### Document passage
- - -

September 14, 2011

City of Chicago Putting 10 Years Worth Of Crime Data Online

We live in a world that can be downright scary at times. Whether you are talking about the internet or the outside world, dangers seem to lurk around every corner. In just the last few weeks we have seen reports from McAfee talking about how today’s newest cars can actually be hacked. We’ve also seen how companies like Facebook are actually paying people to hack into their sites in order to find their own weaknesses. 

In the real world, security and safety are things that are talked about in the abstract, but statistics are rarely made public. The police department of Chicago is looking to change that, at least in their little corner of the world. Chicago will be releasing – starting today – every crime statistic in the city over the last 10 years. That move is unheard of in law enforcement circles who usually believe making statistics of that depth public will only serve to give their departments black eyes. 

The statistics will not just be archival but rather will also be updated every day. This will give Chicago’s residents the ability to freely and continually evaluate their neighborhoods. Even better when considering a move will be the ability to actually see what kind of crime is taking place in their prospective neighborhoods.

- - -

### Provided information
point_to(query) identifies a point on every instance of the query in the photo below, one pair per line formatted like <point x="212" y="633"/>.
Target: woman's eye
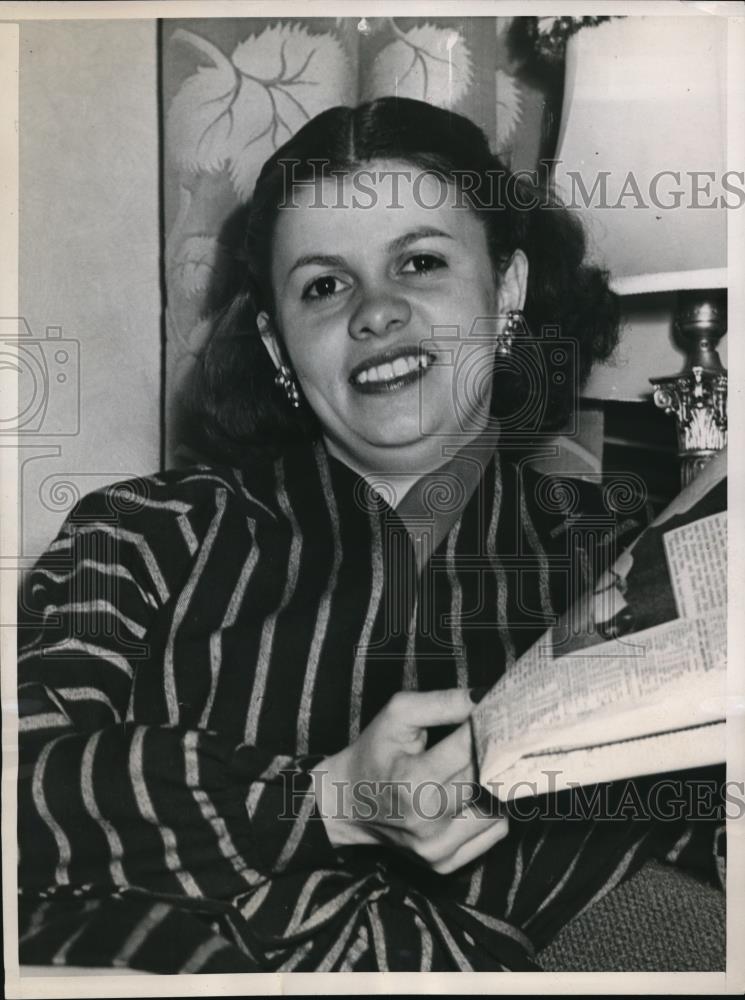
<point x="323" y="288"/>
<point x="422" y="263"/>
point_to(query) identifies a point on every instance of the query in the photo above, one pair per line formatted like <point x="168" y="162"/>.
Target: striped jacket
<point x="193" y="643"/>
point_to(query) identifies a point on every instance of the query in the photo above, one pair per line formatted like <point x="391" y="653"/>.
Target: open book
<point x="632" y="680"/>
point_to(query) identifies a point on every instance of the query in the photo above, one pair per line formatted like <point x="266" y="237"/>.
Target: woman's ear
<point x="514" y="284"/>
<point x="269" y="338"/>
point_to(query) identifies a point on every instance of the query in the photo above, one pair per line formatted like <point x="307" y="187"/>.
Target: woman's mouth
<point x="403" y="369"/>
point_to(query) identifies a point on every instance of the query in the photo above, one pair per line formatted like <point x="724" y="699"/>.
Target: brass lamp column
<point x="644" y="127"/>
<point x="697" y="397"/>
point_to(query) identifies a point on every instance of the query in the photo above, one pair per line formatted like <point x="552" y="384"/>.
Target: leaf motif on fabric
<point x="426" y="63"/>
<point x="238" y="111"/>
<point x="194" y="263"/>
<point x="509" y="106"/>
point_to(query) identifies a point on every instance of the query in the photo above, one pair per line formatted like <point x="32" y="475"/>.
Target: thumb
<point x="431" y="708"/>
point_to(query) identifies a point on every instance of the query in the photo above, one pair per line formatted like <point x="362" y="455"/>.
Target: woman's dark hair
<point x="236" y="408"/>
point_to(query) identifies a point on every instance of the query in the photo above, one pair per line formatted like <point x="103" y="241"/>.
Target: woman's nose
<point x="379" y="313"/>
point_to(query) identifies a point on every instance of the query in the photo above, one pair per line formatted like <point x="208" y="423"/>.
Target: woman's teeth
<point x="392" y="369"/>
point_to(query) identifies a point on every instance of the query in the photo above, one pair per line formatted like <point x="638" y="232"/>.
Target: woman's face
<point x="387" y="314"/>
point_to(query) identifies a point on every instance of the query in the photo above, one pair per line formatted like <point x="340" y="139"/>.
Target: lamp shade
<point x="642" y="149"/>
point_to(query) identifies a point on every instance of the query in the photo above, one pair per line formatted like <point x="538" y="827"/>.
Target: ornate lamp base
<point x="697" y="397"/>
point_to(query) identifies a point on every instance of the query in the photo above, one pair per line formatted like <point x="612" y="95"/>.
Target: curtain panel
<point x="235" y="89"/>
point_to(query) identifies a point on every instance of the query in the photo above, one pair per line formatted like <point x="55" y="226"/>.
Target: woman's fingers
<point x="431" y="708"/>
<point x="452" y="756"/>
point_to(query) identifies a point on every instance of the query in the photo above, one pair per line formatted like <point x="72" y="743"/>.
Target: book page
<point x="586" y="682"/>
<point x="603" y="696"/>
<point x="697" y="558"/>
<point x="542" y="773"/>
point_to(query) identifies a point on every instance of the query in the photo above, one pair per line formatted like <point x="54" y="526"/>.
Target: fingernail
<point x="477" y="693"/>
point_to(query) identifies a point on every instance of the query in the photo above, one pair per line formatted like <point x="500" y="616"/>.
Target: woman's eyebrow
<point x="401" y="242"/>
<point x="321" y="259"/>
<point x="395" y="245"/>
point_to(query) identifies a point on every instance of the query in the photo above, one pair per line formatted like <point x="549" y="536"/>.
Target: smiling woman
<point x="245" y="695"/>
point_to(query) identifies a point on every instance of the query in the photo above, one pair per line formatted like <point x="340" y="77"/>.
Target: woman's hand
<point x="385" y="788"/>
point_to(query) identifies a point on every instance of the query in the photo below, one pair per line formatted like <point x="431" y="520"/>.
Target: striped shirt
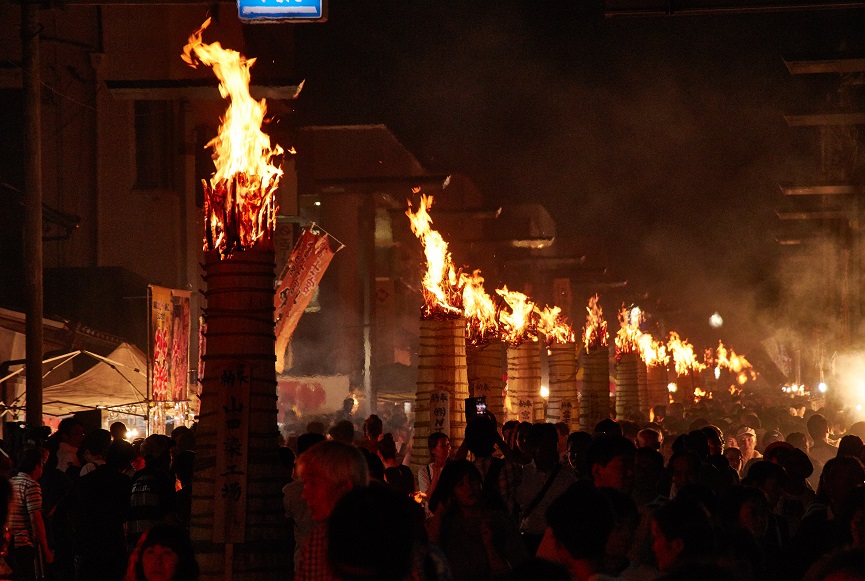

- - -

### Given request A
Reproduce the passage of the Chicago crime data article from "City of Chicago" to "their own weaknesses.".
### Given request B
Carry on the Chicago crime data article from where it stops.

### Exercise output A
City of Chicago Putting 10 Years Worth Of Crime Data Online

We live in a world that can be downright scary at times. Whether you are talking about the internet or the outside world, dangers seem to lurk around every corner. In just the last few weeks we have seen reports from McAfee talking about how today’s newest cars can actually be hacked. We’ve also seen how companies like Facebook are actually paying people to hack into their sites in order to find their own weaknesses.

### Exercise output B
This particular maneuver is the latest in a series that Chicago has undertaken since former White House chief of staff Rahm Emanuel was elected mayor in May. The endeavor is supposed to show that a city that has long been known as secretive is now open to the public.

“It’s a whole new era of openness and transparency,” Brett Goldstein, the city’s chief data officer and former police officer said. “You determine your own analysis.”

While a citizen could track the crime rates of what had happened in their city the day before already, the move to be able to look 10 years back is being hailed as almost revolutionary. While it will aid citizens in determining their own analysis it will also aid researchers putting together larger studies. Many hope it will also help the city reduce its crime rates.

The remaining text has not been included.